• Work item:
When you reach the line containing "Query: dome-shaped roof", begin copying exactly, and keep going through the last line of the records below, copying nothing before it.

• Dataset entries:

•••••

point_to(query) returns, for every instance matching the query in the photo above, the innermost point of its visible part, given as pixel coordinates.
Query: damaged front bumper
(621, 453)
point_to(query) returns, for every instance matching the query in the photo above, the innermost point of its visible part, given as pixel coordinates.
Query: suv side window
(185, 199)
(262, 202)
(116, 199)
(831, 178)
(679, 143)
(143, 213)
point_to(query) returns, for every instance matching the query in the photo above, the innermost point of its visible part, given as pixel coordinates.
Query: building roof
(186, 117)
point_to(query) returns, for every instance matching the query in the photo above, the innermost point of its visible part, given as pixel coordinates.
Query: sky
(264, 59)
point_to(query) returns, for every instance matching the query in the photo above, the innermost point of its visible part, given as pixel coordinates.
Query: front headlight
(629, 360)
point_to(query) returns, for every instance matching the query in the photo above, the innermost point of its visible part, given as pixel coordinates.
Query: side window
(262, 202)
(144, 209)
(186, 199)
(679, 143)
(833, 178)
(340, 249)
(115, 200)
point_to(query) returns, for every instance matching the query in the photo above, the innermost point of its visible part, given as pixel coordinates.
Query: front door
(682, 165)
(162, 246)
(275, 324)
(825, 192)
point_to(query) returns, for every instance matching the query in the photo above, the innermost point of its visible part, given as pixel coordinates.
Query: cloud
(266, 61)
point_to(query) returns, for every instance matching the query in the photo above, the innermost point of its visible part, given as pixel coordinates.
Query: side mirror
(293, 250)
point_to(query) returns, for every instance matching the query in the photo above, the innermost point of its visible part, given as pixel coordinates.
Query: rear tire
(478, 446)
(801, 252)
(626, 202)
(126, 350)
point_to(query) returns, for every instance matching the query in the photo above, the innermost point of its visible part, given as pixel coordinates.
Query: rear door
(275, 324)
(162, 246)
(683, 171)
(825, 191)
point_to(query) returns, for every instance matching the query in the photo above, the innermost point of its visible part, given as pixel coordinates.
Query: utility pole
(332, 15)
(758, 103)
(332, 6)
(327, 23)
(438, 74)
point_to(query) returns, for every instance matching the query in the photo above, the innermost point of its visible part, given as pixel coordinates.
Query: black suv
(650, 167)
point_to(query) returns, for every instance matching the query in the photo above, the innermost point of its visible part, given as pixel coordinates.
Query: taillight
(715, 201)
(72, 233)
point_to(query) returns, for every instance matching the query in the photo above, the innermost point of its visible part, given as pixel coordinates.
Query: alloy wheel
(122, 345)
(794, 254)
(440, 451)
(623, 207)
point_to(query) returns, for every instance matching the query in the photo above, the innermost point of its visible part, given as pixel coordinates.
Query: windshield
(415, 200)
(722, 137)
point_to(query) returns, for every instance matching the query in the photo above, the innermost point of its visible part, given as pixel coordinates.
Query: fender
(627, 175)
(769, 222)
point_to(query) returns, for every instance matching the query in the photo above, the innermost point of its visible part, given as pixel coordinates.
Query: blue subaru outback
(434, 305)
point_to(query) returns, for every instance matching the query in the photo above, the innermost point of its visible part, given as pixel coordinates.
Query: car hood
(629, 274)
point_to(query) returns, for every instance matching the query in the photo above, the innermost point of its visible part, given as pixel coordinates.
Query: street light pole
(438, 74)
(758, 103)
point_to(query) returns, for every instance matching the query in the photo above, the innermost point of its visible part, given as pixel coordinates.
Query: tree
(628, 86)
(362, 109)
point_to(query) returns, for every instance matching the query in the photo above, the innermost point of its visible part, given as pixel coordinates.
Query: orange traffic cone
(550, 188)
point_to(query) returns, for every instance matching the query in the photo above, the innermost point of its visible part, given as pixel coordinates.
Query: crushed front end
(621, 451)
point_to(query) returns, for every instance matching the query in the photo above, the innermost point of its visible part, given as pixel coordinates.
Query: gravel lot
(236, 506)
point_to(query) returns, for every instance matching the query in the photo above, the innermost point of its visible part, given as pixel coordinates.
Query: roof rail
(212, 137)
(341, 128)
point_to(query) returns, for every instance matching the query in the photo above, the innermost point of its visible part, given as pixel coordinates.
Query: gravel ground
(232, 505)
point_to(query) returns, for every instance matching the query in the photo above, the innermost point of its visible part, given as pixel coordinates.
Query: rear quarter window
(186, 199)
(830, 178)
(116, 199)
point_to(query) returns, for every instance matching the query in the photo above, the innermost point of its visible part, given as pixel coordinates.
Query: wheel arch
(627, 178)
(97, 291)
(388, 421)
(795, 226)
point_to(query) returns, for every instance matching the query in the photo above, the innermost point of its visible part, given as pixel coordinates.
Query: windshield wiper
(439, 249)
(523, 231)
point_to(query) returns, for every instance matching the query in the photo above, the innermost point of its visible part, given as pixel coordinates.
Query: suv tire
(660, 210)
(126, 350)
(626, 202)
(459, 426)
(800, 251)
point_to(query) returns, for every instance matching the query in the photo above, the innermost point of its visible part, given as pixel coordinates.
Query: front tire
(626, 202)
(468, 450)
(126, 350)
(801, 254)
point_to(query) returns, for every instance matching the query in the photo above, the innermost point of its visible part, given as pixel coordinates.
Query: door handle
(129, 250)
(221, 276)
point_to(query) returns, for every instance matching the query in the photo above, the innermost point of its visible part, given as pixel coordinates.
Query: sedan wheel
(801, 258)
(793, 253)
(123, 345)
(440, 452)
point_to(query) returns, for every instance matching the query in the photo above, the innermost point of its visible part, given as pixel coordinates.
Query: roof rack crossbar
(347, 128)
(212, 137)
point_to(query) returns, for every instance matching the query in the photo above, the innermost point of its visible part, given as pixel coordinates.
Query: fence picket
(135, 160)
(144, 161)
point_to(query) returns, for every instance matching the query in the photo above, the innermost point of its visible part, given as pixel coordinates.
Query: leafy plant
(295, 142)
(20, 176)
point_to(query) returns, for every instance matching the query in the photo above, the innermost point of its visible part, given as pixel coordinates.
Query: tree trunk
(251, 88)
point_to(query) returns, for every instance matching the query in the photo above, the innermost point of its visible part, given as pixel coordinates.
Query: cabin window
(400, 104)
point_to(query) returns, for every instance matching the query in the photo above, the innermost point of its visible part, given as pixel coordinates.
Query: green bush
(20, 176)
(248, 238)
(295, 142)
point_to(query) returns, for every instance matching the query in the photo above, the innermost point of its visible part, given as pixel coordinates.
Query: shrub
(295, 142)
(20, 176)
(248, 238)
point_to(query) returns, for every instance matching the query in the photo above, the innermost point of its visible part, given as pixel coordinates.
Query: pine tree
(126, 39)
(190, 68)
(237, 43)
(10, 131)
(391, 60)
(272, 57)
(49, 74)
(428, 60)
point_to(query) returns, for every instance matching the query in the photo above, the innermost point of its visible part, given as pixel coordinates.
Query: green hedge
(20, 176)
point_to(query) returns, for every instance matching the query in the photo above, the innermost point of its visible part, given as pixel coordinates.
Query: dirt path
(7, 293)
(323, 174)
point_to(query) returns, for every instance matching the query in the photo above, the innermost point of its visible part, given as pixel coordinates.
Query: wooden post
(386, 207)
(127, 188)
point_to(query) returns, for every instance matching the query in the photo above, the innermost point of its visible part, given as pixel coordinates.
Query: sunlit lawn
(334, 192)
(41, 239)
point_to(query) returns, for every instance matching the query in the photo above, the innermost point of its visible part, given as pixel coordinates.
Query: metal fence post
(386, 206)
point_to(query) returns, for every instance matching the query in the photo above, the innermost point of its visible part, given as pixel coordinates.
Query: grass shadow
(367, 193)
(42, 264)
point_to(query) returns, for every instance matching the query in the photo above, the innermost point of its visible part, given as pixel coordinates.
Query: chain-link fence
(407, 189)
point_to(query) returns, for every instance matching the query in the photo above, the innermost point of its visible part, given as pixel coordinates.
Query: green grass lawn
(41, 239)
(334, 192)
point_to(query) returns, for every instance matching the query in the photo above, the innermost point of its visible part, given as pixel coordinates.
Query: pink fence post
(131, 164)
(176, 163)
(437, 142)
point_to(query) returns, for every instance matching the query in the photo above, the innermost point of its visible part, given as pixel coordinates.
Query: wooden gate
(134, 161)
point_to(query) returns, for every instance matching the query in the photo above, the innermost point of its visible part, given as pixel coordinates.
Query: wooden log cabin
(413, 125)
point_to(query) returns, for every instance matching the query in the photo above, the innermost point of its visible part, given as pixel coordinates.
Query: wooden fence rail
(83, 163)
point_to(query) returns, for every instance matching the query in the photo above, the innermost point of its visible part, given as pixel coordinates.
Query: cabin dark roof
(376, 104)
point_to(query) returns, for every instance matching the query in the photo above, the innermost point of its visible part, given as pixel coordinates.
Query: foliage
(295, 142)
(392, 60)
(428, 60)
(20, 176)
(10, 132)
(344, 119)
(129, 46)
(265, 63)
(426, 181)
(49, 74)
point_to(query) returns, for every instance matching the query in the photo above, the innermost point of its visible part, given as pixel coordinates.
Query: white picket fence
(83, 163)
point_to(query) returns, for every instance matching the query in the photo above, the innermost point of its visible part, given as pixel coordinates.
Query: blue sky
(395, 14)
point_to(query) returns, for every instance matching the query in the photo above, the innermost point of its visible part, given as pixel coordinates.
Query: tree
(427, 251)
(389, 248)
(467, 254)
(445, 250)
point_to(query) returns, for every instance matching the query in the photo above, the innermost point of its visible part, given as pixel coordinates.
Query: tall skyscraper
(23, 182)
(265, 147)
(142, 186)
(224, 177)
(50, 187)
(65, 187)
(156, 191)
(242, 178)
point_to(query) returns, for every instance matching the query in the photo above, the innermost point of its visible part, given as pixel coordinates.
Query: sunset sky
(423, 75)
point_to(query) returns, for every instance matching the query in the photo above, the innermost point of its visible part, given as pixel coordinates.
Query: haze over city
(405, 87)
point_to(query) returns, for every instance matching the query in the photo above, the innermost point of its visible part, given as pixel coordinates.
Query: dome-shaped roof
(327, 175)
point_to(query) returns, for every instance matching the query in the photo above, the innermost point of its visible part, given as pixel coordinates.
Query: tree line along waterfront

•••••

• Answer box:
Query: dome-shaped roof
(327, 175)
point_to(query) returns, for every instance matching the query in the photo above, the innermost point of its visible part, given as pixel coordinates.
Query: tree line along waterfront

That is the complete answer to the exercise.